Your tasks
**1)** In the boycott article, list every sentence that contains the word "boycott." Leave out the headline.
**2)** Carry on the boycott article from the point where it stops.

Document excerpt
Academic boycott launched AGAINST U.S. after Trump Immigration Executive Order

The academic boycott circular firing squad forms on the left.

It’s not like I told you so.

But I told you so. Many, many times.

To those in the U.S. academic community who support the academic boycott of Israeli academics because they don’t like the policies of the Israeli government, I warned that they better prepare for the day when foreign academics start to boycott them for the actions of the U.S. government.

That day has arrived sooner than I thought. Though the boycott of U.S. academics being mounted is much less severe than the boycott sought against Israel, it’s a boycott nonetheless.

The Chronicle of Higher Education reports:

Some faculty members are calling for a boycott of academic conferences in the United States in reaction to an executive order, signed on Friday by President Trump, that bars citizens of seven Muslim-majority countries from entering the United States.

A petition circulating online has drawn the signatures of hundreds of academics around the world.

“We the undersigned take action in solidarity with those affected by Trump’s executive order by pledging not to attend international conferences in the U.S. while the ban persists,” the petition says. “We question the intellectual integrity of these spaces and the dialogues they are designed to encourage while Muslim colleagues are explicitly excluded from them.” …

Max Weiss, an associate professor of history and Near Eastern studies at Princeton University and a signer of the petition, said in an interview that “academic boycott is one of the few resources that intellectuals and academics have for expressing their opposition to policies of a given government.”

Data section
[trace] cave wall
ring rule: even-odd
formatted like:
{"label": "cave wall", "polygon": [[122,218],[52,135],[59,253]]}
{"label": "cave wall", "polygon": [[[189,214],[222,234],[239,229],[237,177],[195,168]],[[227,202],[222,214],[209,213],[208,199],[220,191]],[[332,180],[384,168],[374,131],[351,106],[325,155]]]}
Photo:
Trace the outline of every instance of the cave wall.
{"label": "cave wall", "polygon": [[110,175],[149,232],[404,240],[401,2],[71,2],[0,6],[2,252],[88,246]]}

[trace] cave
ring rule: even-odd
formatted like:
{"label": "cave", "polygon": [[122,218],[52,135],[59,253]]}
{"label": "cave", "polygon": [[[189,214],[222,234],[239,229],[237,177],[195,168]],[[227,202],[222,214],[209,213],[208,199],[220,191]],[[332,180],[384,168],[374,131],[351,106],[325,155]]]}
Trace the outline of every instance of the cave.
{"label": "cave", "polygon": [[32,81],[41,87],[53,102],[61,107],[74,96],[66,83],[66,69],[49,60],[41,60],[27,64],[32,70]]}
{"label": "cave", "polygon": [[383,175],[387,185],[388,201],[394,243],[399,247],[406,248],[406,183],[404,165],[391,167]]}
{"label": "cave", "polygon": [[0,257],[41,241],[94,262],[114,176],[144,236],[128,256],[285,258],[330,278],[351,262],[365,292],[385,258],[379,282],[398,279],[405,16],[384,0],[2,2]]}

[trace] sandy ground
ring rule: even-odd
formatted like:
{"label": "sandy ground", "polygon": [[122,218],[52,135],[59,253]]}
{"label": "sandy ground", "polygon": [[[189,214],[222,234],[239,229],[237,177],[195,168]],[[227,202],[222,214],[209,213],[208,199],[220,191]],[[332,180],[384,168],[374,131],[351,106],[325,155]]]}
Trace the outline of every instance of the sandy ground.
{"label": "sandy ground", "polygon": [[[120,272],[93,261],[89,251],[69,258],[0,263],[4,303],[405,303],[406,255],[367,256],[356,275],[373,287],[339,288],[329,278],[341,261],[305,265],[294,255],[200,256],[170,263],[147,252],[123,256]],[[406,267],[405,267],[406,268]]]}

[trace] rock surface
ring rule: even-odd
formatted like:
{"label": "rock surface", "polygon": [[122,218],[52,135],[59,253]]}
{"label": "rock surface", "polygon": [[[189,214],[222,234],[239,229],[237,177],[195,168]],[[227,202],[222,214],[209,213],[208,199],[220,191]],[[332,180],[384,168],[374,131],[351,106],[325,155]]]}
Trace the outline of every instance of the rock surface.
==
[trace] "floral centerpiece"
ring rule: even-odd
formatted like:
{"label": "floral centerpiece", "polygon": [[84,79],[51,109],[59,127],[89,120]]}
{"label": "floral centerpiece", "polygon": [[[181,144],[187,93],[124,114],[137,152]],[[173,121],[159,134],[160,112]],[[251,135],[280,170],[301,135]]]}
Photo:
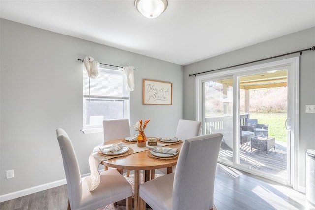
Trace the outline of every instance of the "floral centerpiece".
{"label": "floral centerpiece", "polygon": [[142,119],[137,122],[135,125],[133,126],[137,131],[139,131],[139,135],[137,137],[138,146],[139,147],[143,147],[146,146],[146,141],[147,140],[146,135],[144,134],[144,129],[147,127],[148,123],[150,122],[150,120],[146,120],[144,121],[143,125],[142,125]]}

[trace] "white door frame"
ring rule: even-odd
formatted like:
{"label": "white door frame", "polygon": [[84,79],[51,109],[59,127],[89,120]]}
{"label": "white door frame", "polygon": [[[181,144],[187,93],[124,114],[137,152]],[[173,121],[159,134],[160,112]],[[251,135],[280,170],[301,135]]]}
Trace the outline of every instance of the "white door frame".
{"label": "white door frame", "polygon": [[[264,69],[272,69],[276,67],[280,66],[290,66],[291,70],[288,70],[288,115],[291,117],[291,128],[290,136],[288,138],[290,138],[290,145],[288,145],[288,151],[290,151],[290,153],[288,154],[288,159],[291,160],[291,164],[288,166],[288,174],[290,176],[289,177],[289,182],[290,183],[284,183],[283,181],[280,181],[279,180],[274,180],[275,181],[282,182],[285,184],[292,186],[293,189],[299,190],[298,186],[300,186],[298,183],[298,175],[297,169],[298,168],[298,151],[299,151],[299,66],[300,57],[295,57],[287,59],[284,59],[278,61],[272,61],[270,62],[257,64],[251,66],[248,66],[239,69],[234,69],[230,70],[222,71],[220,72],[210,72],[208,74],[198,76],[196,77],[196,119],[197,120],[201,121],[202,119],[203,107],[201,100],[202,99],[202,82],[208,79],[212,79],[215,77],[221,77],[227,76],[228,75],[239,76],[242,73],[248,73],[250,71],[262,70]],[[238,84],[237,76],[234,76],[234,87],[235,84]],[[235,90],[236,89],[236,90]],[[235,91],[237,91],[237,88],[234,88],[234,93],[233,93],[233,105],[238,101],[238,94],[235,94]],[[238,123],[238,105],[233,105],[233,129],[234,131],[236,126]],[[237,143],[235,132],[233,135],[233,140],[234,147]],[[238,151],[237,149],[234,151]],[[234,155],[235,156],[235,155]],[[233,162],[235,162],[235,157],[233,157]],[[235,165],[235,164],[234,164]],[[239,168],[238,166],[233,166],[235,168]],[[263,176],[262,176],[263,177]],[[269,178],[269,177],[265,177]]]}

Replies
**1)**
- The academic boycott circular firing squad forms on the left.
- To those in the U.S. academic community who support the academic boycott of Israeli academics because they don't like the policies of the Israeli government, I warned that they better prepare for the day when foreign academics start to boycott them for the actions of the U.S. government.
- Though the boycott of U.S. academics being mounted is much less severe than the boycott sought against Israel, it's a boycott nonetheless.
- Some faculty members are calling for a boycott of academic conferences in the United States in reaction to an executive order, signed on Friday by President Trump, that bars citizens of seven Muslim-majority countries from entering the United States.
- Max Weiss, an associate professor of history and Near Eastern studies at Princeton University and a signer of the petition, said in an interview that "academic boycott is one of the few resources that intellectuals and academics have for expressing their opposition to policies of a given government."

**2)**
Emery Berger, a professor of information and computer sciences at the University of Massachusetts at Amherst, said he had heard discussions of relocating or banning conferences set to be held in the United States. Mr. Berger, who is involved in two subgroups of the Association for Computing Machinery, an international organization that runs many computer-science conferences, said members were discussing ways to lessen the effects of the travel ban.

“Science is intended to be free and open, and any place that restricts the travel of scientists to present their work is a problem,” Mr. Berger said. “We are talking about taking steps to mitigate this problem however we can.” He said he suspected other disciplines were having similar discussions.

He’s heard some academics call for a complete ban on conferences in the United States, until the order is lifted, Mr. Berger said.

https://docs.google.com/forms/d/e/1FAIpQLSeNN_2HHREt1h-dm_CgWpFHw8NDPGLCkOwB4lLRFtKFJqI25w/viewform?c=0&w=1&fbzx=2104368019732744200

A column in The Guardian raises the same issue, Should academics boycott Donald Trump’s America?:

The inauguration of President Trump poses a challenge to liberals inside the US and beyond; a truth brought home only too vividly by the introduction of an executive order barring entry to all refugees and any citizens from a list of Muslim-majority countries. There are many ways that the academic community can resist – and is resisting – the illiberal, populist regime represented by Trump’s White House.

But for non-US academics who travel regularly to the US to participate in scholarly meetings, this latest measure presents a dilemma of a very particular kind: should we continue to participate in conferences held in the US which many of our colleagues, including British academics with dual citizenship, may be prevented from attending?

This is not an abstract question. I am myself in the process of making a panel submission for a conference to be held in Denver in November. Others already have places confirmed and flights booked for major events taking place in the coming months. Should we change our plans in solidarity with our banned colleagues, or would doing so only isolate US-based scholars whose critical voices are needed now more than ever?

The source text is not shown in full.